SET PROBLEM.
Below are records. Transcribe exactly the lines from the one that contains "One point belongs on each instance of the round" through the last line, leaving any pictures out.
━━━━━ DATA ENTRIES
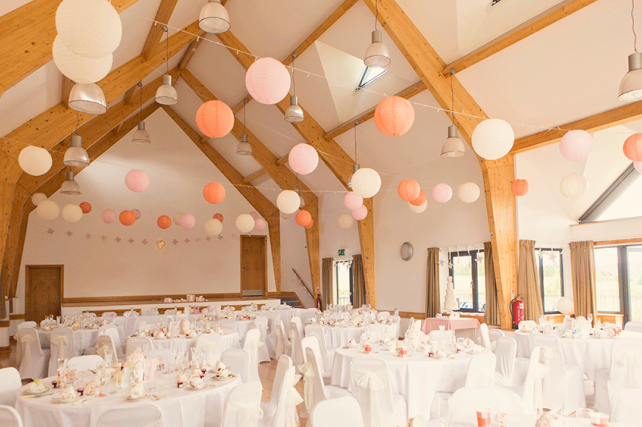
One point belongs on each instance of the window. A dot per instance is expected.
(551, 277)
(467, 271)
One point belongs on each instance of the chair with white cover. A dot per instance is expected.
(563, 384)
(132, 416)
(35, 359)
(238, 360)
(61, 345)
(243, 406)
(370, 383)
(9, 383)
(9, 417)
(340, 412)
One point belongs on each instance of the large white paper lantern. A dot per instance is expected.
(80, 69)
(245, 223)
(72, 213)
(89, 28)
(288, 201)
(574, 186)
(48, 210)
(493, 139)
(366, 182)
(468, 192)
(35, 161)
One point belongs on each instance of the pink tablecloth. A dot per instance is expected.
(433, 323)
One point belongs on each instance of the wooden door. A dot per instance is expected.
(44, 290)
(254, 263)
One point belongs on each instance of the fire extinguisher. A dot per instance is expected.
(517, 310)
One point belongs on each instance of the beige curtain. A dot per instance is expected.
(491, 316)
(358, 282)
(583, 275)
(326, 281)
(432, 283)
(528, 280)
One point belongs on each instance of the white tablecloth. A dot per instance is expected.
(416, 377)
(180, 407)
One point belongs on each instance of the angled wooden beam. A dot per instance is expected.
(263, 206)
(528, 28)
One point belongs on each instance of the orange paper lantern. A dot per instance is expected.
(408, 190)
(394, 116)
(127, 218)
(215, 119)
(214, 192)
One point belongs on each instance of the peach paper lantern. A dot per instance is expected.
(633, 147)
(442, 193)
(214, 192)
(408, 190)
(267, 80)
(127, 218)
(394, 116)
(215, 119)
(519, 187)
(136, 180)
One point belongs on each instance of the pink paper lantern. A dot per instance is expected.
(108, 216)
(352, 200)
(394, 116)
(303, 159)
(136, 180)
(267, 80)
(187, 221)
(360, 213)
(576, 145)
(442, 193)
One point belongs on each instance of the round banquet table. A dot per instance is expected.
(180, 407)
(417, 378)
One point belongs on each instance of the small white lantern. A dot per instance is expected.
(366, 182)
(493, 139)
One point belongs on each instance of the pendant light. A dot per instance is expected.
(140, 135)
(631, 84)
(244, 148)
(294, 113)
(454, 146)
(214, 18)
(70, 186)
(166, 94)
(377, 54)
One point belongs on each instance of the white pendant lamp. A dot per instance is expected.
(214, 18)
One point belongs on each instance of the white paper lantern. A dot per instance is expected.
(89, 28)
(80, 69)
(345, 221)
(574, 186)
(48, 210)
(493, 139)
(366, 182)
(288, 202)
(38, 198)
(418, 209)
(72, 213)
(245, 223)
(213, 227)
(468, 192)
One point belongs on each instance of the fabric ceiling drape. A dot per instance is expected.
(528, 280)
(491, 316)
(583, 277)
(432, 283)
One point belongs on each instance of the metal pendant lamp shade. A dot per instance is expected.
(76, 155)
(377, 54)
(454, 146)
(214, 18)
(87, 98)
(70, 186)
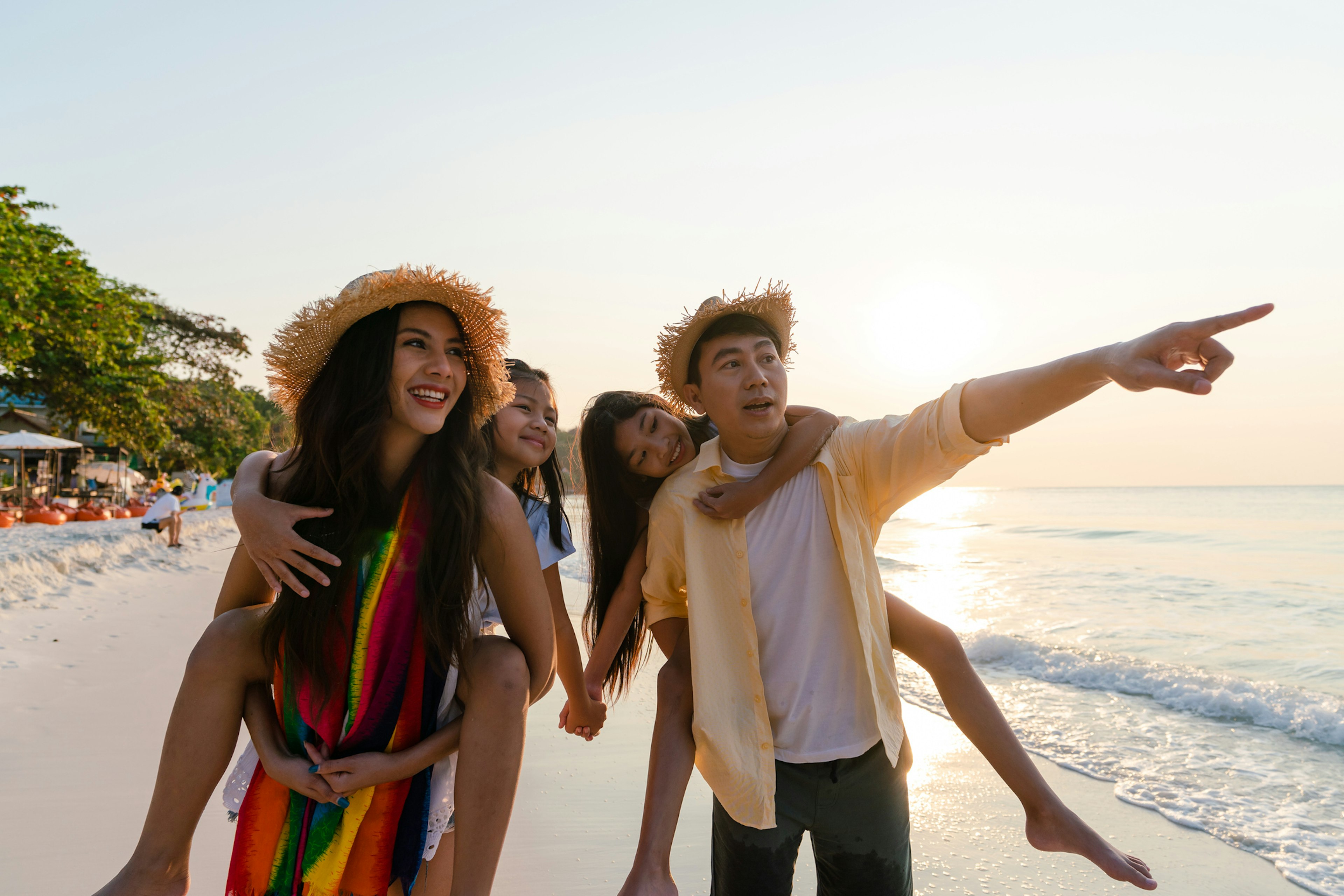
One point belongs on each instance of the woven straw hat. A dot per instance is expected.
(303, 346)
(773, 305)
━━━━━━━━━━
TASK RESPONSE.
One point belongs on each instance of the round banquet table. A dot per instance is expected.
(180, 407)
(417, 378)
One point belongs on each instance of the small white lantern. A dot per instance is expected.
(366, 182)
(493, 139)
One point belongs on each instance of the pendant light. A dot per instance is expected.
(140, 135)
(631, 84)
(244, 148)
(294, 113)
(454, 146)
(214, 18)
(70, 186)
(166, 94)
(377, 54)
One point belongs on each instance of the white pendant lamp. A dot per instance is expected.
(214, 18)
One point belongs on each instance of the white paper lantern. A dot per instance is expected.
(89, 28)
(80, 69)
(345, 221)
(574, 186)
(48, 210)
(493, 139)
(366, 182)
(288, 202)
(38, 198)
(418, 209)
(72, 213)
(245, 223)
(213, 227)
(468, 192)
One point belongs on each instance of the fabric ceiling drape. A dot per instance is expected.
(528, 280)
(491, 316)
(583, 277)
(432, 283)
One point belongs on each instance of the metal pendant lamp shade. A dot per instance is expected.
(76, 155)
(377, 54)
(454, 146)
(214, 18)
(87, 98)
(70, 186)
One point belongs on each instance of the woven straw hat. A dot per instance is expected.
(303, 346)
(773, 305)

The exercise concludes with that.